- **The problem**
Would you return every line of the listing below that has "woman" in it?

++++ Material for this exercise

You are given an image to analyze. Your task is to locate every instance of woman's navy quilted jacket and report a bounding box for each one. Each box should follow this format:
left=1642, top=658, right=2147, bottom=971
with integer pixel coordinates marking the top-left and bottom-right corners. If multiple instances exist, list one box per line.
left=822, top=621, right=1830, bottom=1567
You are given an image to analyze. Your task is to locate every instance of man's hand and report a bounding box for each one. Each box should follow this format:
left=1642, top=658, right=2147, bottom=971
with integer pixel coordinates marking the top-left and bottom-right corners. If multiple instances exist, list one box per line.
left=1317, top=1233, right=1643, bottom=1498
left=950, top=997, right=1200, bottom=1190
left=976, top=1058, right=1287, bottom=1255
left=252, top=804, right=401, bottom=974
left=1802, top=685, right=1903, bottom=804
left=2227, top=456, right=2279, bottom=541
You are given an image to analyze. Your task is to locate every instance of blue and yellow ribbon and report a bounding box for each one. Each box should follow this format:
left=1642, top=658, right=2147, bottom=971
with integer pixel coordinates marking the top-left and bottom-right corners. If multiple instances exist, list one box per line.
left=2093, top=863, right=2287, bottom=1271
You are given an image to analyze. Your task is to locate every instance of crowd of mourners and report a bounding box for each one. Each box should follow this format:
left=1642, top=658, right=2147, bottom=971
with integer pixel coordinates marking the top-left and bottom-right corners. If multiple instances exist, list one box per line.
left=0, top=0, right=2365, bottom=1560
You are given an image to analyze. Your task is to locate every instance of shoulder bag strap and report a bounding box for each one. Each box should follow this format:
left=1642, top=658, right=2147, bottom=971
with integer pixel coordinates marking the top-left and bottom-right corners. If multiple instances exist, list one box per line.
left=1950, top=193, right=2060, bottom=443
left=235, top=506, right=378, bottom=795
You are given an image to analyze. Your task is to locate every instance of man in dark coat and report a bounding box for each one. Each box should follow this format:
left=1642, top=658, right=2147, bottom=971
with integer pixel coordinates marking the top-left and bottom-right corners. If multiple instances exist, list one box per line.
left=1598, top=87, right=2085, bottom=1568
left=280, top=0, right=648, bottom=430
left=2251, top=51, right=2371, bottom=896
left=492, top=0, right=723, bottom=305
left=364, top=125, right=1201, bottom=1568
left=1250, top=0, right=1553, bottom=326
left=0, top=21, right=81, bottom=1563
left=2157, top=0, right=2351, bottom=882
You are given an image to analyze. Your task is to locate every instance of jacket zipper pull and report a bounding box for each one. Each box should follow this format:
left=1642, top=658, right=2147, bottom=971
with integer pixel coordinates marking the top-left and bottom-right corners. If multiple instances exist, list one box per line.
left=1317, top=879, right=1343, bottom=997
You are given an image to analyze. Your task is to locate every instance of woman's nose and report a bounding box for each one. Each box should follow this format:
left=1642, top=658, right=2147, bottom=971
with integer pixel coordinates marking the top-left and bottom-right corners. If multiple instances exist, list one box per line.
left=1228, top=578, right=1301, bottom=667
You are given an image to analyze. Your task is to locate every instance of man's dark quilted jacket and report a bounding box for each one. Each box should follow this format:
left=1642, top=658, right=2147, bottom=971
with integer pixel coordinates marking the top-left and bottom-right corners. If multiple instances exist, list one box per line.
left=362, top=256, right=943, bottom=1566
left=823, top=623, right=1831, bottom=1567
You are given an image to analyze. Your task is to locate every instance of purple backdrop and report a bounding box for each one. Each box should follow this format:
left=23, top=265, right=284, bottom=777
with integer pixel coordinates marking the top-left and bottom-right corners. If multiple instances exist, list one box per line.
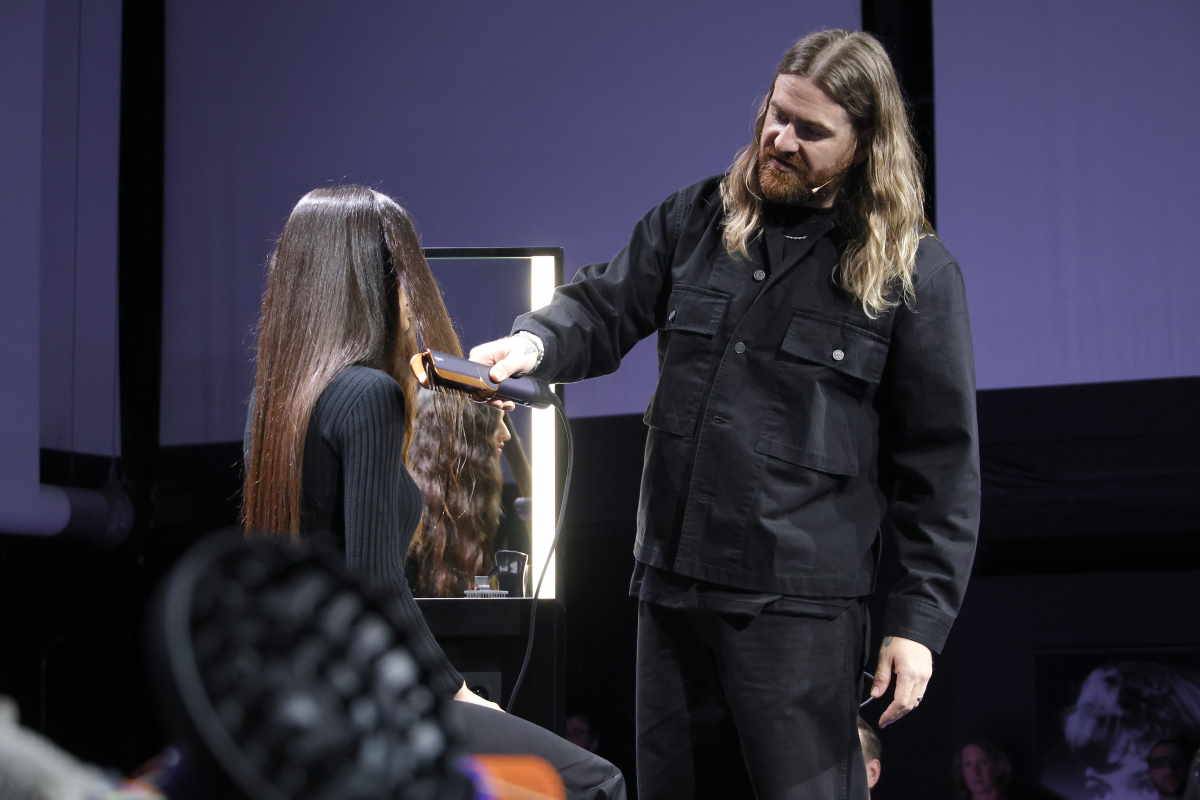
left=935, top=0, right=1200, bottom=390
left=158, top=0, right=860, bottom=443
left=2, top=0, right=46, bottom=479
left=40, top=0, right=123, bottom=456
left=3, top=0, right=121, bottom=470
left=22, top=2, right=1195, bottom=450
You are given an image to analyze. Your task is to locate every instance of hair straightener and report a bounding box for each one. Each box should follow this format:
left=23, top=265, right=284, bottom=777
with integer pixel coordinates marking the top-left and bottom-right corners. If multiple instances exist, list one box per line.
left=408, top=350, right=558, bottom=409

++++++++

- **Task response**
You are given an image to analyze. Your task is to locate every instance of woman's navy quilted jacket and report a bounding box for each one. Each box should follow this format:
You are given an image to analyze. Your task is to locate every instance of woman's nose and report a bounding box for each one. Each box should follow this format:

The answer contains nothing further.